> **Goal**:
Copy the lines below word for word, everything from the line containing "locate horse hind" down to the line containing "left=461, top=413, right=483, bottom=465", with both of those lines included.

Items from a dataset:

══════

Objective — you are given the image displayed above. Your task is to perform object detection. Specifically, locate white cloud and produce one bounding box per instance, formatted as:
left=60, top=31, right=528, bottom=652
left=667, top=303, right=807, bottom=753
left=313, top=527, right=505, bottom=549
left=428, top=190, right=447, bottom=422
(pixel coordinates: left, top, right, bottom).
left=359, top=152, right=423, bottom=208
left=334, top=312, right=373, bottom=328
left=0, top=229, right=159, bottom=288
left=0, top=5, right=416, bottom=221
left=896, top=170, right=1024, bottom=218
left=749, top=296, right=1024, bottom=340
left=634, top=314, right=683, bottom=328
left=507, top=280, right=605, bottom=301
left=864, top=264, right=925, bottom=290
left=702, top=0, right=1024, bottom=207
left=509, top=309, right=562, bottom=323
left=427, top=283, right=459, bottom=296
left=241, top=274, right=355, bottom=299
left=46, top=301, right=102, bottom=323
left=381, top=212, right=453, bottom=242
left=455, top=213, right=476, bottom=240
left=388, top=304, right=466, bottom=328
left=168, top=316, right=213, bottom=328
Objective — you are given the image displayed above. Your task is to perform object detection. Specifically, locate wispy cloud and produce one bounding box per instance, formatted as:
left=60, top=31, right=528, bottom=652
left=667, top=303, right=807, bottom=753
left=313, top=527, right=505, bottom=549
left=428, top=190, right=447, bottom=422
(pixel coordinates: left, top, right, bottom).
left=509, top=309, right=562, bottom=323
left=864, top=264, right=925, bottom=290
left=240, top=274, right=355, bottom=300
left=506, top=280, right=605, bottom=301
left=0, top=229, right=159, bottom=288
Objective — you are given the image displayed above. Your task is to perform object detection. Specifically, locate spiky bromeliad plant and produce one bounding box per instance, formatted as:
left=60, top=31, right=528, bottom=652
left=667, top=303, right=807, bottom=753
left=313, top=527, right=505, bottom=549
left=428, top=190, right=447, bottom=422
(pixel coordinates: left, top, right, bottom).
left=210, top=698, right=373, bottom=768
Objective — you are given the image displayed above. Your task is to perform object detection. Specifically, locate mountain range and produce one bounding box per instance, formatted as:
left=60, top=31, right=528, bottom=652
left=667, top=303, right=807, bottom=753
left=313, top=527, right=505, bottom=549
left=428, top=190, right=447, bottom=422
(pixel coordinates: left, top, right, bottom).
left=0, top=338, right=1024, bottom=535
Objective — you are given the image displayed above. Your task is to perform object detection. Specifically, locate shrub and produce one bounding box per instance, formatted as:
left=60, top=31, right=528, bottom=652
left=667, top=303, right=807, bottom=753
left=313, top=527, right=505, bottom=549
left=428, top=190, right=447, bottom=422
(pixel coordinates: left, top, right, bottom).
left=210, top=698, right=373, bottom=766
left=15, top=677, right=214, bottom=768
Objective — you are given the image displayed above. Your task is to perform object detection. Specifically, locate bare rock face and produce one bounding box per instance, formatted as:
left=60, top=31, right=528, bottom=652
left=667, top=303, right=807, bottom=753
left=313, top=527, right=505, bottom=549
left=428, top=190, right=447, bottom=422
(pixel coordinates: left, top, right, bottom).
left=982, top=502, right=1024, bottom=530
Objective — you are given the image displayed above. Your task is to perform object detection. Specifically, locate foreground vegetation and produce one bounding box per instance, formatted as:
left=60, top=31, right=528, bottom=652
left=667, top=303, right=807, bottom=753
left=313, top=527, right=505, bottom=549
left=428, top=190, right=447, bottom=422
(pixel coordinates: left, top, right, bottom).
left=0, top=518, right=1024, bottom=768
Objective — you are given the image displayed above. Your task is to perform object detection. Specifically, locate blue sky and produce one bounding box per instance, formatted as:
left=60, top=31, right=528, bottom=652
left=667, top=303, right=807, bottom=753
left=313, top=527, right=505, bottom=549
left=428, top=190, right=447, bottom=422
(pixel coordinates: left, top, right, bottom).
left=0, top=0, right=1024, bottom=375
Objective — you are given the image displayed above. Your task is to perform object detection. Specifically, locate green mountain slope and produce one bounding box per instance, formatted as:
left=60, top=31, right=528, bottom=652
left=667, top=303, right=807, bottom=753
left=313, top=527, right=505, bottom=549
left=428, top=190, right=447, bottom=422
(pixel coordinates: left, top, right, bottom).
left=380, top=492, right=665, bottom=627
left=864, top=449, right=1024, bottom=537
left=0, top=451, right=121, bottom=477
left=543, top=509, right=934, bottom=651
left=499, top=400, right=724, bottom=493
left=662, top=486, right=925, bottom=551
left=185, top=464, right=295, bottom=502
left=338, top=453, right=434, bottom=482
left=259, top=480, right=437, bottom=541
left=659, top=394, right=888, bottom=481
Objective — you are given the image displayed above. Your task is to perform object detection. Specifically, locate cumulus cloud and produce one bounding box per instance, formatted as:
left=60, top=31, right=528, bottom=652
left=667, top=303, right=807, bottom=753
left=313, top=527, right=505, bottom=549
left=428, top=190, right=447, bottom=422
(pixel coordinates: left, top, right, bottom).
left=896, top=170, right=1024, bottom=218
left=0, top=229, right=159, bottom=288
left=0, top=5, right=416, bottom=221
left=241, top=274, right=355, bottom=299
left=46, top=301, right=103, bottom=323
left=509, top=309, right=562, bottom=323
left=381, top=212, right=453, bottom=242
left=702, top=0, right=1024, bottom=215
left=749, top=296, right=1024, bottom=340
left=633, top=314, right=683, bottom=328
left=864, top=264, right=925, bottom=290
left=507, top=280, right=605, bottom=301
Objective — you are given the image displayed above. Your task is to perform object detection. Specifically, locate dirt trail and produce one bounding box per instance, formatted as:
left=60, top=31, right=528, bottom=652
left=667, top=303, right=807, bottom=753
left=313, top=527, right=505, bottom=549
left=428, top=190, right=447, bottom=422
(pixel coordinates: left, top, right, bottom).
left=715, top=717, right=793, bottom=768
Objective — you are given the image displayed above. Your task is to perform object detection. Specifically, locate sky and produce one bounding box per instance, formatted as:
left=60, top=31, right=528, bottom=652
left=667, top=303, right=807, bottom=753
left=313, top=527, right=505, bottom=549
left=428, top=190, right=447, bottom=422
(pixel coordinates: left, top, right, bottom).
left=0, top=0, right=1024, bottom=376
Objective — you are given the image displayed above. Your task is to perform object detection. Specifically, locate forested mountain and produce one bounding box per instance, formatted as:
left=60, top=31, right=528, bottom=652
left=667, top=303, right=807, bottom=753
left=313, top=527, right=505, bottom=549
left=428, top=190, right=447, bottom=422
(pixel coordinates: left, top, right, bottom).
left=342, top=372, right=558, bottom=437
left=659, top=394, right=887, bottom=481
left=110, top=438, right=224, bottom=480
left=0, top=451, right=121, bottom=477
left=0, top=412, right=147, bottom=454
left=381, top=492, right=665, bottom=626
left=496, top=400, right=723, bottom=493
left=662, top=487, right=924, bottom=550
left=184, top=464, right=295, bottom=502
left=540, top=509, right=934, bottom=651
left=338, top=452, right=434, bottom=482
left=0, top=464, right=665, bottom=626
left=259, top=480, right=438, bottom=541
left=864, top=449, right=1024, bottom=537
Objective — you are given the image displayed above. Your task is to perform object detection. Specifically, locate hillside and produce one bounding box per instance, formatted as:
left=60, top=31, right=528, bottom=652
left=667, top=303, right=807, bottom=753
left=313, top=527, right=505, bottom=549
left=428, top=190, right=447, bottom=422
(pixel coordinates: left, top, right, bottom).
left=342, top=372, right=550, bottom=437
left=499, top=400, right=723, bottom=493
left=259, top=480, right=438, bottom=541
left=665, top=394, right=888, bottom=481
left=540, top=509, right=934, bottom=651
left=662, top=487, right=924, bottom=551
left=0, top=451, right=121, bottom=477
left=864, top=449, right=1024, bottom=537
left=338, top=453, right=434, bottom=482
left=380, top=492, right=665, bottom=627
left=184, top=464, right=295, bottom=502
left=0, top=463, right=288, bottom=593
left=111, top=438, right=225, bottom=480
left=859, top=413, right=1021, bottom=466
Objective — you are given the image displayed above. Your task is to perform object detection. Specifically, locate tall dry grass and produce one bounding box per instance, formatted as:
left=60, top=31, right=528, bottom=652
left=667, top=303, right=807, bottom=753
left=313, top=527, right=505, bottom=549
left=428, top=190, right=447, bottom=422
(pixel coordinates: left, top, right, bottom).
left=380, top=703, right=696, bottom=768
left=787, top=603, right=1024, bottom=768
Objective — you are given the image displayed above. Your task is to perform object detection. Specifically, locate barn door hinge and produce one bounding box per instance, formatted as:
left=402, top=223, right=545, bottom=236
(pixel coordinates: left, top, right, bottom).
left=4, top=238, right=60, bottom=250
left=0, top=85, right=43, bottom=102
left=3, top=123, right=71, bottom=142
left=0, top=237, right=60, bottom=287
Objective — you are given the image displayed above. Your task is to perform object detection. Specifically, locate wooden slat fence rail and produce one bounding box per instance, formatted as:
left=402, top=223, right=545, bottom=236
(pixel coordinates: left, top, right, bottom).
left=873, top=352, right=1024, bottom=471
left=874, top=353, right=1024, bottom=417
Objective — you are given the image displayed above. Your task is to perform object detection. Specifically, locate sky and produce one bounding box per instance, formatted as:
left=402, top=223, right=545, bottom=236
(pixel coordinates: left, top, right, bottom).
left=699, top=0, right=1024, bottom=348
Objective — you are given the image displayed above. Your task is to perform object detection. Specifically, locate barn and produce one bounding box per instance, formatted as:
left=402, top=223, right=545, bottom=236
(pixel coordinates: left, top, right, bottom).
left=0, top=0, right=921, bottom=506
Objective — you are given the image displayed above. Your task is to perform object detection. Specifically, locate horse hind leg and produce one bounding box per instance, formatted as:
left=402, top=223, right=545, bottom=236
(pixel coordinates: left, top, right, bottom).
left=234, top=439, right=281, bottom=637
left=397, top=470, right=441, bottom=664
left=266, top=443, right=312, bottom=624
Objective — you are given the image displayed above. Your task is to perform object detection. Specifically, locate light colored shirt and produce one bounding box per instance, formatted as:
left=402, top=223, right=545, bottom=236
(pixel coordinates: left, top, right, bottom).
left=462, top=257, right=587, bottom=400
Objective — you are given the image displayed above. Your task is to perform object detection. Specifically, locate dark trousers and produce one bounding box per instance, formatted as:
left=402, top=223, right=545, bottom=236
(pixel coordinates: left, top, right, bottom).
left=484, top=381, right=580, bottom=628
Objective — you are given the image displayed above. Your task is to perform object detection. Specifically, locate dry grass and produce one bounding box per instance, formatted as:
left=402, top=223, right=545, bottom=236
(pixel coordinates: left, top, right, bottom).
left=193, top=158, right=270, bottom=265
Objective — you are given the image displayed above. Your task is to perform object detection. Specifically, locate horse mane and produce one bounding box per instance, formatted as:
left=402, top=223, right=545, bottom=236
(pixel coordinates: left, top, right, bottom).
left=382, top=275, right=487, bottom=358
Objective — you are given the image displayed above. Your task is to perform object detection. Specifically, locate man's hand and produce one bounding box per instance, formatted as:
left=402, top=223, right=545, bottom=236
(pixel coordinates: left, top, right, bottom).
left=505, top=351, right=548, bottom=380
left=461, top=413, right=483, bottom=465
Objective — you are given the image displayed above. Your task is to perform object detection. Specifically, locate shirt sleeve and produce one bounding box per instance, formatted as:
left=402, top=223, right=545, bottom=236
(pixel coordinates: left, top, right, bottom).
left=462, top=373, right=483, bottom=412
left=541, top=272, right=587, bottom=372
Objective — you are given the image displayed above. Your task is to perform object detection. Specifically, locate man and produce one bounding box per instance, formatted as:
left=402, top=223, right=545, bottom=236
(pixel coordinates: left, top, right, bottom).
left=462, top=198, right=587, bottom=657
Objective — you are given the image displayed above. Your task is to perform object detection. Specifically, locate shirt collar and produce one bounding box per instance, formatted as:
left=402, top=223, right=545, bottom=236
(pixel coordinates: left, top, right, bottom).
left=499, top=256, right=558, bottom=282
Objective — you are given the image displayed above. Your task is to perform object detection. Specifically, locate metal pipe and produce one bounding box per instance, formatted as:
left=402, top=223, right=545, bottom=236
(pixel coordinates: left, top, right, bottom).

══════

> **Answer for the task**:
Objective — you are given the image displayed above. Your task is to perform object detection. Specifically, locate horse hind leg and produce one bounding box per instance, formatted as:
left=402, top=223, right=545, bottom=236
(pixel coordinates: left, top, right, bottom).
left=234, top=439, right=281, bottom=637
left=397, top=470, right=441, bottom=664
left=266, top=443, right=312, bottom=624
Objective — you are given the image displayed above. Your task is to perform object detection. Specifically, locate light colored shirt and produce one bounding box per instance, formatted as:
left=402, top=223, right=545, bottom=236
(pixel coordinates: left, top, right, bottom).
left=462, top=257, right=587, bottom=400
Objective — you are given the image displayed above. Your task is to perform object detection. Specifically, locate dark trousers and produce one bounding box per instance, formatted as:
left=402, top=223, right=545, bottom=236
(pixel coordinates: left, top, right, bottom).
left=484, top=381, right=580, bottom=628
Objective — you are given the image displayed above. Your task is to perform object detection. Specifically, locate dry grass and produce one bounding box per instance, formatted as:
left=402, top=223, right=545, bottom=236
(pixel coordinates: left, top, right, bottom).
left=193, top=158, right=270, bottom=265
Objective — you are given the image displayed above. Your task is to perform object detection. Specifically, locate horse mane and produce one bounding box per instance, formatted as:
left=402, top=223, right=545, bottom=236
(pixel coordinates: left, top, right, bottom).
left=382, top=275, right=487, bottom=358
Objective — you are given the image displayed above. Your task is to perform object detection. Specifically, locate man's hand and produce one bounding box per instance, formatted as:
left=402, top=223, right=545, bottom=236
(pixel coordinates: left, top, right, bottom).
left=505, top=351, right=548, bottom=380
left=461, top=413, right=483, bottom=465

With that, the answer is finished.